:: PROBLEM TO WORK ON ::
Nothing in the records may be altered. Repeat them in full.

[Stored data entries]
————————

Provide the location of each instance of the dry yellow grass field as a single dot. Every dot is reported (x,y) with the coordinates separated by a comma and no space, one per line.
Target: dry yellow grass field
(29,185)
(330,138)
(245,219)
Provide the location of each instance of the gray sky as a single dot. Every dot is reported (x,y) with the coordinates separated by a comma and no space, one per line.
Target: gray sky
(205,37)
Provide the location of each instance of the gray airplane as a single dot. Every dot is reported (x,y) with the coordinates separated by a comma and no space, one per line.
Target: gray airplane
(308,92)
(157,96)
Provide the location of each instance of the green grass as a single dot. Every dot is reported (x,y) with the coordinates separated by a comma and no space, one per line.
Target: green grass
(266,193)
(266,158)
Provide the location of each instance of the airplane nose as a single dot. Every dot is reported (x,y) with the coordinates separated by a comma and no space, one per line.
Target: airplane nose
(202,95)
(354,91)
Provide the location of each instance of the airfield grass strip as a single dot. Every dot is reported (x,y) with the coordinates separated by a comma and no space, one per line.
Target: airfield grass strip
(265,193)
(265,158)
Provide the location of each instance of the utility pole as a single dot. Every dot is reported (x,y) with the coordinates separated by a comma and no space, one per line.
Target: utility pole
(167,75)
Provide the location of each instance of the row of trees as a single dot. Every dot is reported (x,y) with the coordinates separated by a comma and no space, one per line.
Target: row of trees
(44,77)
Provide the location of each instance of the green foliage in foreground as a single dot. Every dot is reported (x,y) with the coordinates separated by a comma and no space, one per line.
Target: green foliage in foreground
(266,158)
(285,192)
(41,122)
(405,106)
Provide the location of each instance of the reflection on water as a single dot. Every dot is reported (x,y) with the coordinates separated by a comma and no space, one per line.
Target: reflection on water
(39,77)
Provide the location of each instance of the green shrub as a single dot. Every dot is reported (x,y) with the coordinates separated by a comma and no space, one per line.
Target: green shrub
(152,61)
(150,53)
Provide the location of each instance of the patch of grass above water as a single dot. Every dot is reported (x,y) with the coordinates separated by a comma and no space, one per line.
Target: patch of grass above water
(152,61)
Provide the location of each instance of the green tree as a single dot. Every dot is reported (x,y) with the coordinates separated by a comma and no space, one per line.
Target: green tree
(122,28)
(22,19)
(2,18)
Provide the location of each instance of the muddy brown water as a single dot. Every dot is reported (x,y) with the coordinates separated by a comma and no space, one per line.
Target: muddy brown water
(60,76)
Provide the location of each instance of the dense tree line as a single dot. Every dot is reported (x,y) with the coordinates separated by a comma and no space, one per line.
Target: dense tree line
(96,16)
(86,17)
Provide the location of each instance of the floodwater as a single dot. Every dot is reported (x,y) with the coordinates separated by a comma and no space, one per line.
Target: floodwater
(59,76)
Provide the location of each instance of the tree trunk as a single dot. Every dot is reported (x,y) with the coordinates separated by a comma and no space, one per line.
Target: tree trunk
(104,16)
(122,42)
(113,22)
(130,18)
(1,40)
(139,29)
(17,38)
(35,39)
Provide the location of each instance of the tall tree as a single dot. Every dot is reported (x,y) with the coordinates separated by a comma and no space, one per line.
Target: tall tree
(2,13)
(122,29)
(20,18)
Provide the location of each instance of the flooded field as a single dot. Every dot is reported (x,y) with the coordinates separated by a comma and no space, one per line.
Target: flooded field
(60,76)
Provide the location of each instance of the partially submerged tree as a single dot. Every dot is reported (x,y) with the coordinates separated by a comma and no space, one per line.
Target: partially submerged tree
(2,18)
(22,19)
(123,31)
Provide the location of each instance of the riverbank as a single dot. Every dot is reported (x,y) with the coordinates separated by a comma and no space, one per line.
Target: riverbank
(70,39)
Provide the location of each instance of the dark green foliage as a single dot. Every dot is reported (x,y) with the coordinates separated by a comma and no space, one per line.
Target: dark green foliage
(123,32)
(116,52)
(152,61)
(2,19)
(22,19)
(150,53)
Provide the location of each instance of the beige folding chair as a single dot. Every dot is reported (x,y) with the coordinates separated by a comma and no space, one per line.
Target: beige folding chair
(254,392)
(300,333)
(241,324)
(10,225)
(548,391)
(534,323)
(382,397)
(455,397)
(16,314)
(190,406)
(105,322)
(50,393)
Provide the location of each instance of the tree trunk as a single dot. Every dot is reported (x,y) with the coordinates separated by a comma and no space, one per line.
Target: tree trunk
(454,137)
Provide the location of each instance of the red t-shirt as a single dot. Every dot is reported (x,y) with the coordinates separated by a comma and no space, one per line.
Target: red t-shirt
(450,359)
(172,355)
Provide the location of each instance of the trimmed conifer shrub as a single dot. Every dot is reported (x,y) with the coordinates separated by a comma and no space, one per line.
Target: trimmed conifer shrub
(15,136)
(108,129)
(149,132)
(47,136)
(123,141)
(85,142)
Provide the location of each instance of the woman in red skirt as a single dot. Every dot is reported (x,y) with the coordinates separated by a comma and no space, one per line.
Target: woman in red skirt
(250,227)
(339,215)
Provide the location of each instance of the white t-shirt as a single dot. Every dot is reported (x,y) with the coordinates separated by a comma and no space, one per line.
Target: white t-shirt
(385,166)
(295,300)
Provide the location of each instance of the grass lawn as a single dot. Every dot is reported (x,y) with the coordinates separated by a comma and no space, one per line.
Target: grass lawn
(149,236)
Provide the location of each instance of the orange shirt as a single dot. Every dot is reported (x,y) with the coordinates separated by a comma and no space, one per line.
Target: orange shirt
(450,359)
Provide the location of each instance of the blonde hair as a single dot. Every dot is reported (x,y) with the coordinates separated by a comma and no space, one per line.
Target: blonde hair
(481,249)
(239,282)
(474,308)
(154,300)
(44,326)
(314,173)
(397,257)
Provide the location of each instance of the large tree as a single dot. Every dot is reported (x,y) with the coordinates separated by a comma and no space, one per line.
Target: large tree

————————

:: REPLY TO THE EXERCISE ::
Provide the location of each instance of the dry yellow grass field as a single dot. Every dot is reported (x,y) with the coordinates separated by a comma and no space, one per line.
Target: dry yellow grass field
(29,185)
(330,138)
(245,219)
Provide the location of each instance of the gray sky as a single dot. Every dot is reported (x,y) with the coordinates separated by a comma and no space, one per line.
Target: gray sky
(205,37)
Provide the location of each instance of the gray airplane as a single dot. Every dot is reported (x,y) with the coordinates separated by a comma and no space, one per line.
Target: gray airplane
(308,92)
(157,96)
Provide the location of each instance of the green grass as a single dot. Every dot is reported (x,y) with the coordinates separated by a comma and no space, one per line.
Target: green grass
(266,193)
(266,158)
Provide the location of each instance of the airplane nose as a single dot. Every dot is reported (x,y) with the coordinates separated by a comma and no space, one per line.
Target: airplane nose
(202,95)
(354,91)
Provide the location of each instance of the airfield grass strip as a single dot. Every dot is reported (x,y) with the coordinates separated by a comma and no space, one per line.
Target: airfield grass strip
(265,193)
(265,158)
Provide the location of each instance of the utility pole as a single dot. Every dot is reported (x,y) with the coordinates separated by a comma and no space, one per line.
Target: utility pole
(167,75)
Provide the location of each instance of the row of trees as a single dot. Every dot is reported (x,y) with the coordinates separated by a comma and no space, one per line.
Target: row of trees
(44,77)
Provide the location of each instance of the green foliage in foreground as a single dot. Every dot is reported (x,y) with the coordinates separated by a comma and no space, one per line.
Target: green foliage in foreground
(266,158)
(285,192)
(41,122)
(405,106)
Provide the location of each instance of the reflection on water as a single dot. Every dot is reported (x,y) with the coordinates separated by a comma and no space, one per line.
Target: reflection on water
(39,77)
Provide the location of each instance of the green shrub as a single dot. Every dot is reported (x,y) with the coordinates separated by a comma and no space, one per line.
Target: green shrub
(152,61)
(150,53)
Provide the location of each instance of the patch of grass above water as a single dot. Every dot is reported (x,y) with the coordinates separated by a comma and no space, one per line.
Target: patch of grass above water
(152,61)
Provide the location of each instance of the green tree as a single dot. Every dot is reported (x,y) with the coordinates separated by a comma and no space, one per line.
Target: green tree
(122,28)
(22,19)
(2,18)
Provide the location of each instance of the muddy brown water as a single dot. Every dot is reported (x,y) with the coordinates separated by a comma and no space, one per line.
Target: muddy brown water
(60,76)
Provide the location of each instance of the dense tree line as a single dot. Every dot is reported (x,y) with the coordinates separated by a comma and no space, one per line.
Target: dense tree line
(96,16)
(86,17)
Provide the location of each instance of the floodwater as a single dot. Every dot is reported (x,y) with the coordinates separated by a comma and no space, one per line.
Target: floodwater
(59,76)
Provide the location of each instance of the tree trunk as a single dot. Every dot is reported (x,y) with the coordinates separated by a comma and no space, one per line.
Target: tree trunk
(104,16)
(122,42)
(113,22)
(130,18)
(1,40)
(139,29)
(17,38)
(35,39)
Provide the location of each instance of the tall tree as a single dot. Every dot is reported (x,y) with the coordinates separated by a comma and no space, one per line.
Target: tall tree
(2,13)
(122,29)
(20,18)
Provide the location of each instance of the flooded field as a single dot. Every dot is reported (x,y) with the coordinates separated by a comma and no space, one per line.
Target: flooded field
(60,76)
Provide the location of each instance of the partially submerged tree as a single dot. Every dot is reported (x,y) with the coordinates separated by a comma and no space, one per line.
Target: partially submerged tree
(2,18)
(22,19)
(123,31)
Provide the location of each instance of the riverbank as a single dot. Every dot is reported (x,y) with the coordinates separated by a comma and no space, one per line.
Target: riverbank
(70,39)
Provide the location of each instance of the dark green foliage as a single dot. Every dot is reported (x,y) with the coordinates separated by a comma and no space, one per line.
Target: dark green foliage
(123,32)
(116,52)
(152,61)
(2,19)
(22,19)
(150,53)
Provide the location of each instance of the beige folding chair as a single dot. Every dot is reported (x,y) with the coordinates separated by a comma and no space, one per line.
Target: beige folding chair
(254,392)
(300,333)
(241,324)
(10,225)
(548,391)
(534,323)
(382,397)
(455,397)
(16,314)
(190,406)
(105,322)
(50,393)
Provide the location of each instance of the tree trunk as a single dot. Every dot is reported (x,y) with the coordinates separated by a comma and no space, one per line.
Target: tree trunk
(454,137)
Provide the location of each instance of the red t-shirt as a single dot. Every dot is reported (x,y) with the coordinates separated by a comma and no space, one per line.
Target: red t-shirt
(450,359)
(172,355)
Provide the location of each instance of the trimmed conifer shrub as a single dot. Every dot is reported (x,y) with the coordinates separated by a comma and no space, one per line.
Target: trimmed conifer shrub
(15,136)
(108,129)
(149,132)
(47,136)
(123,141)
(85,142)
Provide the location of each instance of the woman in red skirt as a single dot. Every dot is reported (x,y) with the coordinates separated by a comma and no space, one per line.
Target: woman in red skirt
(250,227)
(339,215)
Provide the location of each instance of the white t-shirt as a single dot. Every dot is reported (x,y) with the coordinates separated by a comma and no space, one per line.
Target: white t-shirt
(385,166)
(295,300)
Provide the location of each instance of the grass lawn as a single dot. Every dot is reported (x,y) with the coordinates separated by a comma and no space, one per line.
Target: grass lawn
(149,236)
Provide the location of each instance of the orange shirt as a single dot. Every dot is reported (x,y) with the coordinates separated by a comma and no space, one per line.
Target: orange shirt
(450,359)
Provide the location of each instance of the blonde hair as a single dot. Every dot is reported (x,y) with the coordinates separated by a comma and no space, one per line.
Target: blonde hair
(481,249)
(239,282)
(474,308)
(154,300)
(44,326)
(314,173)
(397,257)
Provide the location of each instance of the large tree as a single dot. Every dot is reported (x,y) with the coordinates separated by a comma and no space, one per line.
Target: large tree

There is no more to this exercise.